Work instruction: All records are to be restated exactly, each line as it reads.

Supplied information:

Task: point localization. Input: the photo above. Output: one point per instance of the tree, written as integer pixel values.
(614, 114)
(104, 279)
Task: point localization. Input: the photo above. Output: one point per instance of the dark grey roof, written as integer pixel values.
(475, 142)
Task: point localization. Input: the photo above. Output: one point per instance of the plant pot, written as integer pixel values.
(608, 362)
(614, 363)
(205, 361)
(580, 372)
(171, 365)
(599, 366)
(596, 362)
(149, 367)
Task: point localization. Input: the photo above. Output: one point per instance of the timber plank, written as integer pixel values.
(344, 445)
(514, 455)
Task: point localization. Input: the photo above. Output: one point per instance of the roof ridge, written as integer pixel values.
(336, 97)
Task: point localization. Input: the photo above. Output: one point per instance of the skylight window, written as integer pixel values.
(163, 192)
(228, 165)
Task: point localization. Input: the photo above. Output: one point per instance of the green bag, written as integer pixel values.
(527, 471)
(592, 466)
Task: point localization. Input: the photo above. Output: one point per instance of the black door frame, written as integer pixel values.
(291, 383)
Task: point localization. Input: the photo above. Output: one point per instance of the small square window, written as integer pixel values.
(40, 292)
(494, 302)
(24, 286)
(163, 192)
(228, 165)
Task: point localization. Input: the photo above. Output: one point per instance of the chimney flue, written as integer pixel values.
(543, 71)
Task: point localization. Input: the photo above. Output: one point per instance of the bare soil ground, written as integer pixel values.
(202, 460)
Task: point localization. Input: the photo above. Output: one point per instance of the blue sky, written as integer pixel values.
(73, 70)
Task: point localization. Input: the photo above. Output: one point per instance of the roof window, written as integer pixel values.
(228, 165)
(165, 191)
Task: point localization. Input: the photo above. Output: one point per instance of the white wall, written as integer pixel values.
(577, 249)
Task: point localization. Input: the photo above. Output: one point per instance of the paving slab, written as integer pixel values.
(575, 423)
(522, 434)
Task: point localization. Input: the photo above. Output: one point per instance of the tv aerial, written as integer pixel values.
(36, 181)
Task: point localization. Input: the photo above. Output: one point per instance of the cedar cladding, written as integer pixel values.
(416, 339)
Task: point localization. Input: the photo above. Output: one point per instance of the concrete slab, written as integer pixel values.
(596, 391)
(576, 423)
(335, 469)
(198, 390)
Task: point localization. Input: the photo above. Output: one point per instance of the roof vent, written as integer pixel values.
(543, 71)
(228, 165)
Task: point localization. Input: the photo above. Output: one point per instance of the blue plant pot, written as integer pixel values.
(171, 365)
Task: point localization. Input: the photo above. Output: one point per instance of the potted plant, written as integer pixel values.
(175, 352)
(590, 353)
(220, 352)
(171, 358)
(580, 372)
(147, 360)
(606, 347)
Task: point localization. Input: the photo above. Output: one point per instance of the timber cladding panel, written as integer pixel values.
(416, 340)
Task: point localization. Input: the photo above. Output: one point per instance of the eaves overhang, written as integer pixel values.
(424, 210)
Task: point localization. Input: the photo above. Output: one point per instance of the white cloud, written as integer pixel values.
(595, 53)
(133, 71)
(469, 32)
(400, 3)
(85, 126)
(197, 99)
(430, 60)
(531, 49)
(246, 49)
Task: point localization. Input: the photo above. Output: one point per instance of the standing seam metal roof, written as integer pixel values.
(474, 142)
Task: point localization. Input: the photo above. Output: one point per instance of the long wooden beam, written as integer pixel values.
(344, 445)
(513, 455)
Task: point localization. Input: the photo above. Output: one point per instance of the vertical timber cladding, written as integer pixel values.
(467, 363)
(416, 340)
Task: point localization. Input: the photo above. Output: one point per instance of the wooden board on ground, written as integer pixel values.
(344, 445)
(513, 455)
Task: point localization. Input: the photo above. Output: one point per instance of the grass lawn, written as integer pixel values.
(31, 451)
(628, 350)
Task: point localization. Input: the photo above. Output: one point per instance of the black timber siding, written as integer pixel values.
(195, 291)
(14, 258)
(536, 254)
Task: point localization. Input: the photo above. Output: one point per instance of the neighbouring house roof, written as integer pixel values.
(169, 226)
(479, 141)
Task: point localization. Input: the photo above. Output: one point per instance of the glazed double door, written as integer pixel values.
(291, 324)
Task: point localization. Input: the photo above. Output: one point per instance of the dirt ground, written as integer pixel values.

Exercise solution:
Task: point localization. Input: the photo above. Output: one point per instance of the tree, written as integer pixel values.
(614, 114)
(104, 279)
Task: point localization. Input: the photo above. Output: one point per instance of the dark grey roof, written as integer pixel values.
(475, 142)
Task: point localization. Input: the photo above. Output: one point per instance of the plant pot, written as integer pixel values.
(608, 362)
(614, 363)
(205, 361)
(580, 372)
(171, 365)
(599, 366)
(596, 362)
(149, 367)
Task: point localization. Input: the photo above. Output: one point per instance of the timber plank, written as integer pixel values.
(344, 445)
(514, 455)
Task: point localization. Input: the photo above. Output: one point per instance of the roof ridge, written as integer pixel values.
(336, 97)
Task: point localization. Input: the photo above. Output: one point per instance of the skylight window, written as integer pixel values.
(163, 192)
(228, 165)
Task: point localization. Input: the photo above. Output: one point per instance of the green bag, written as integer pixel values.
(527, 471)
(592, 466)
Task: point localization. Input: the photo above. Output: one point per instance of the black door frame, written as integer pixel values.
(291, 383)
Task: point localization. Input: the photo above. Output: one point per instance of the small square window, written as integer pixel values.
(40, 292)
(494, 302)
(24, 286)
(163, 192)
(228, 165)
Task: point localization. Input: the photo above. Output: one point per instance of the chimney flue, written as integer pixel values.
(543, 71)
Task: point localization. Input: the photo above. Output: one point per instance of the bare soil ground, written as integer pixel values.
(202, 460)
Task: point localization. Input: the photo above. Output: one point per instance of the blue sky, written as integer pixel values.
(73, 70)
Task: point localization. Input: the photo above. Output: one point per instance of the roof window, written as integer pixel values.
(228, 165)
(165, 191)
Task: point localization. Input: the photo above. Output: one point per instance of the white wall, written as integer pixel values.
(577, 249)
Task: point localization. Input: the photo above. Output: one point per instance of the paving slab, written as integer pixel values.
(575, 423)
(522, 434)
Task: point localization. Input: the photo above. Output: one point per instance of the tv aerial, written as integer pixel values.
(36, 181)
Task: point localization. Input: the photo above. Output: one point per instance of the cedar cladding, written as integer pixel values.
(416, 339)
Task: point localization. Input: the photo above. Output: one point per instance of the concrete slab, written as integer pixel values.
(596, 391)
(576, 423)
(335, 469)
(198, 390)
Task: point localization. Input: the photo above. Output: one point per instance of the roof vent, written as integer pixel values.
(543, 71)
(228, 165)
Task: point localization. Input: the photo above. Output: one point per instance of the blue plant pot, written as integer pixel values.
(171, 365)
Task: point localization. Input: the photo above. Output: one point per instance of the potted plant, written as integer pixel values.
(175, 352)
(590, 353)
(220, 352)
(171, 358)
(580, 372)
(147, 360)
(606, 347)
Task: point localization. Input: the photo above. Output: one point per instance of the timber cladding panel, written as integer pixel values.
(416, 340)
Task: point localization. Input: the photo above. Output: one point per instance of the eaves overhang, written as integer pixel values.
(424, 210)
Task: point localization. Input: the photo above. Output: one point per instance of the white cloud, written as integer pixel values.
(595, 53)
(133, 71)
(469, 32)
(400, 3)
(85, 126)
(197, 99)
(430, 60)
(531, 49)
(246, 49)
Task: point localization. Input: the photo above. Output: one point per instance of the standing seam metal roof, written as integer pixel values.
(474, 142)
Task: point localization. Input: the photo above. Output: one point per instance of the long wooden beam, written as integer pixel values.
(344, 445)
(513, 455)
Task: point localization. Input: the photo above. Output: one point per instance of the vertical timber cladding, written as integer pixel values.
(467, 363)
(416, 340)
Task: point localization. Input: the photo above. Output: one point per instance of the wooden board on ground, written as integer pixel values.
(344, 445)
(513, 455)
Task: point localization. Input: the photo above. Output: one point per instance of the grass lawn, written as integer pixel values.
(31, 451)
(628, 350)
Task: point localization. Input: the photo above. Output: one point per instance of the black timber siding, written as integer pixel values.
(195, 291)
(14, 258)
(536, 254)
Task: point localization. Input: the photo above. Output: one point per instance of the neighbouring house roof, written as integer pixel values.
(169, 226)
(479, 141)
Task: point localization. Input: the photo above. Output: one point per instance of the glazed double door, written as integer pixel values.
(291, 324)
Task: point localization. Input: the photo above. Output: one point per instance of the dirt ground, written as integer pixel values.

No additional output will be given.